* **Source extract**:

STUDENT OF HISTORY Birgit Werner recently wrote in with an amazing historical tidbit:

I happened to be reading the book “Milestones: A History of Mountain View, California” by Mary Jo Ignoffo and came across this passage which seems particularly apropos. It’s a quote from the diary of Alfred Doten from about 1860 (the gentleman was a farm foreman on land currently occupied by Moffett Field).

“The squirrels are the grand pest of this valley. They are almost as bad as the locusts of Egypt, or the grasshoppers of Utah, in their devastation on the vegetable and grain crop.”

He also calls the squirrels “more plentiful than the rats in San Francisco.”

It’s nice to see that some things, at least, haven’t changed in 150 years!

Too true, Birgit — when will San Francisco take care of its rat problem?

MEANWHILE, former health writer and soon-to-be globetrotter Diana Reynolds Roome wrote in to tell of an outstanding local physician getting his due at CSMA:

“R. Hewlett Lee, MD, was celebrated for his lifelong work as a world-class surgeon and compassionate physician at a gala event organized by the Peninsula Stroke Association, which Lee helped found in 1999. The PSA recognized Lee’s multiple talents, his humor, and his human touch, as well as his achievement in pioneering lumpectomy, a surgical technique that helps preserve the breast for women with breast cancer.”

The celebration, Diana said, took place Oct. 21 and featured several musical acts, including pianist Iris Doolittle, who “played a number of piano solos written or adapted for the left hand, which she uses exclusively and expressively since a stroke paralyzed her right arm at age 28.”

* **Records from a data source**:
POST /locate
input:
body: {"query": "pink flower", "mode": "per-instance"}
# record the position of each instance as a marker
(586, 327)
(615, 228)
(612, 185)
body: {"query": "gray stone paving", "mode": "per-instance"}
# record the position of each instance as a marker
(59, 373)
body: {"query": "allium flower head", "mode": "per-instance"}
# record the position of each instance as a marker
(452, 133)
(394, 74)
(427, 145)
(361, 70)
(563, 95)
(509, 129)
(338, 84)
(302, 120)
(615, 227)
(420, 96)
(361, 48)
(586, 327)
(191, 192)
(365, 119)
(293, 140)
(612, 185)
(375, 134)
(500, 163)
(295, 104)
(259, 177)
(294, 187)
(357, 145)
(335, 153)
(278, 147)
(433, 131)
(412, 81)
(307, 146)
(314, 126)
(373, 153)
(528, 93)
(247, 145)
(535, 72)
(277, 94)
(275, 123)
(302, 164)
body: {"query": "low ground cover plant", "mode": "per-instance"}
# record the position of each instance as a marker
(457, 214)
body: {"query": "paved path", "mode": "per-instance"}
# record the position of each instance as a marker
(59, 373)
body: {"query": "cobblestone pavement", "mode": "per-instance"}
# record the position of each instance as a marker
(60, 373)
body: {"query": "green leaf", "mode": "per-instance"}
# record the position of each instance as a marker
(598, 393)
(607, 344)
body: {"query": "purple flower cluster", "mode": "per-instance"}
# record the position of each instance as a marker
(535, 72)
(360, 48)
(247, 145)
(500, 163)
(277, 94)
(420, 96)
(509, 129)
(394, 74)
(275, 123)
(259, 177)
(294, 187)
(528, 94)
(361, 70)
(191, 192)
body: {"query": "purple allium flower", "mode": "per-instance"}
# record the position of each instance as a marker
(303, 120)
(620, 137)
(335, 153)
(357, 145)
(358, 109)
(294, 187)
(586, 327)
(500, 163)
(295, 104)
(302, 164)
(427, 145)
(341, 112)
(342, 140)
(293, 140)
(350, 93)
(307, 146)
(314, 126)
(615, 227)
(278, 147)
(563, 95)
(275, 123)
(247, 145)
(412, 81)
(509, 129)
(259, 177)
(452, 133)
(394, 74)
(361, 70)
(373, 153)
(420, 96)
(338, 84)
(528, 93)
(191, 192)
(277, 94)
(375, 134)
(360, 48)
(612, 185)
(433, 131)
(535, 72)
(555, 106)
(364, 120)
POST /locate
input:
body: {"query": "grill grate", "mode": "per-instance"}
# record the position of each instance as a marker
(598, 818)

* **Your tasks**:
A. Please reproduce the passage from the column verbatim, starting at "STUDENT OF HISTORY" and ending at "in 150 years!".
B. In one to three sentences, explain why pianist Iris Doolittle plays only the left hand, according to the column.

* **Results for each task**:
A.
STUDENT OF HISTORY Birgit Werner recently wrote in with an amazing historical tidbit:

I happened to be reading the book “Milestones: A History of Mountain View, California” by Mary Jo Ignoffo and came across this passage which seems particularly apropos. It’s a quote from the diary of Alfred Doten from about 1860 (the gentleman was a farm foreman on land currently occupied by Moffett Field).

“The squirrels are the grand pest of this valley. They are almost as bad as the locusts of Egypt, or the grasshoppers of Utah, in their devastation on the vegetable and grain crop.”

He also calls the squirrels “more plentiful than the rats in San Francisco.”

It’s nice to see that some things, at least, haven’t changed in 150 years!

B. A stroke paralyzed Iris Doolittle's right arm when she was 28. Since then she has played only with her left hand, performing piano solos written or adapted for it.